Ваше задание - Объясните по приведенному ниже тексту об идентичности, на каком основании в нем делается вывод, что «общество имеет историю, в контексте которой возникают специфические идентичности».

С позиций современного научного знания, становление идентичности происходит под влиянием традиций, обычаев и норм, когда индивид в некотором отношении не отделяет себя от той или иной социокультурной  общности, воспринимая что-либо происходящее как имеющее отношение не только к нему лично, но прежде всего к данному сообществу, к определенному “мы”. Таким образом следует установить и описать структуру ценностных представлений и установок, образующих это “мы”, определить интенсивность подобных связей между индивидом и общностью, ситуации возникновения или распада “мы”, формы и механизмы   воспроизводства идентичности. Человеческая идентичность является ключевым элементом субъективной реальности, она находится в диалектической связи с обществом и его институтами. Формируясь в определенных общественно-исторических условиях, человеческая идентичность поддерживается или изменяется  вместе с радикальными  переменами общественных отношений. Соответственно характер социокультурных процессов связан с состоянием человеческой идентичности и ее природой. Поэтому можно сказать, что общество имеет историю, в контексте которой возникают специфические идентичности. Э. Фромм подчеркивает, что структура личности среднего индивида и социально-экономическая структура общества находятся в двухсторонней переменной связи. Результатом этого взаимодействия между индивидуальной психикой и социально-экономической формацией, он называет, социальным характером. Социально-экономический строй формирует личность таким образом, говорит Э. Фромм, что она хочет делать то, что ей полагается делать. Но, и личность влияет на социально-экономическую структуру, это воздействие придает обществу дополнительную прочность. «Отношения между личность и обществом никогда не бывают статичны… Изменения одного фактора с неизбежностью ведут изменениям второго, а также к изменению взаимоотношений между первым и вторым. Многие политические деятели и теоретики революционного движения считают, что сначала необходимо … изменить политическую и экономическую структуру общества, а уже следующим шагом будет почти неизбежное изменение человеческой психики. … Они полагают, что новое общество, как только оно будет создано, почти автоматически приведет к возникновению нового человека» [5]. Э. Фромм считает это заблуждением, как и другую крайность, когда, сначала необходимо изменить природу человека, его сознание, ценностные ориентации, характер, и только после этого можно начинать строить новое общество [6].

Культурные различия между цивилизациями, как культурными целостностями самого широкого уровня ведут к расколу и конфликтам [7]. Почему это происходит? С. Хантигтон указывает на пять факторов влияющих на данное столкновение.

Во-первых, у каждого индивида есть несколько идентичностей: родственные, профессиональные, культурные, институциональные, территориальные, образовательные, религиозные и т.п., они могут конкурировать или дополнять друг друга.

Во-вторых, необходимость поиска более значимых индивидуальных и на уровне общества идентичностей, в связи с социально-экономической модернизацией на индивидуальном уровне, нарушения привычных устоев и возрождение местных идентичностей культуры — на общественном.

В-третьих, идентичность на уровне личности, племени, расы, цивилизации — можно определить через отношение к «другим». Что отличает «нас» от «них»? Это дает глубокое осознание различий на разных уровнях идентичности.

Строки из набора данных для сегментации

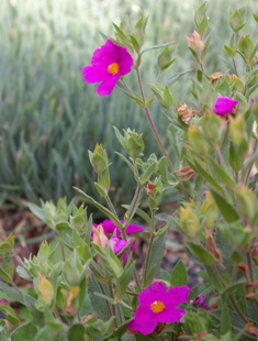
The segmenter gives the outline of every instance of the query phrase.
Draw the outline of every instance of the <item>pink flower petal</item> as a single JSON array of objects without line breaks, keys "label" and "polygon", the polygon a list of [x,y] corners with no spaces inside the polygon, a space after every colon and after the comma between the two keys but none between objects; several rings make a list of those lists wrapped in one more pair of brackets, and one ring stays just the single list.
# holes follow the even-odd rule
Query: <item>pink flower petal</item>
[{"label": "pink flower petal", "polygon": [[133,233],[138,233],[138,232],[143,232],[144,228],[143,227],[137,227],[133,223],[130,223],[127,226],[127,228],[125,229],[125,233],[126,234],[133,234]]},{"label": "pink flower petal", "polygon": [[86,66],[82,68],[82,77],[86,82],[93,84],[109,78],[109,74],[106,70],[104,72],[96,66]]},{"label": "pink flower petal", "polygon": [[171,306],[166,306],[164,311],[157,314],[158,321],[160,323],[178,323],[181,321],[182,317],[186,315],[186,311],[180,308],[173,308]]},{"label": "pink flower petal", "polygon": [[121,235],[120,229],[113,223],[112,220],[106,219],[101,224],[102,224],[104,233],[106,235],[112,235],[114,232],[115,232],[116,237]]},{"label": "pink flower petal", "polygon": [[109,79],[104,80],[100,86],[97,88],[97,92],[99,96],[109,96],[114,87],[116,86],[116,82],[120,80],[120,74],[110,77]]},{"label": "pink flower petal", "polygon": [[155,300],[164,300],[167,296],[167,287],[162,282],[155,282],[138,295],[142,305],[150,305]]},{"label": "pink flower petal", "polygon": [[128,245],[127,241],[125,241],[123,239],[119,239],[115,235],[113,235],[110,239],[110,248],[113,250],[114,254],[119,254],[127,245]]},{"label": "pink flower petal", "polygon": [[155,314],[149,309],[148,306],[139,306],[134,315],[134,320],[128,323],[128,328],[132,331],[141,332],[144,336],[150,334],[158,321],[156,320]]},{"label": "pink flower petal", "polygon": [[[111,64],[119,65],[119,72],[112,75],[108,72]],[[133,58],[123,46],[115,45],[108,40],[104,45],[97,48],[91,58],[91,65],[82,69],[82,77],[88,84],[102,82],[97,92],[99,96],[109,96],[122,75],[126,75],[133,67]]]},{"label": "pink flower petal", "polygon": [[191,289],[187,286],[176,286],[168,292],[168,300],[171,305],[178,306],[188,301]]},{"label": "pink flower petal", "polygon": [[216,114],[231,114],[239,102],[228,97],[217,97],[213,111]]}]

Решение задачи - Человеческая идентичность формируется в определенных общественно-исторических условиях. Она поддерживается или изменяется вместе с радикальными переменами общественных отношений. Кроме того, характер социокультурных процессов связан с состоянием человеческой идентичности и ее природой.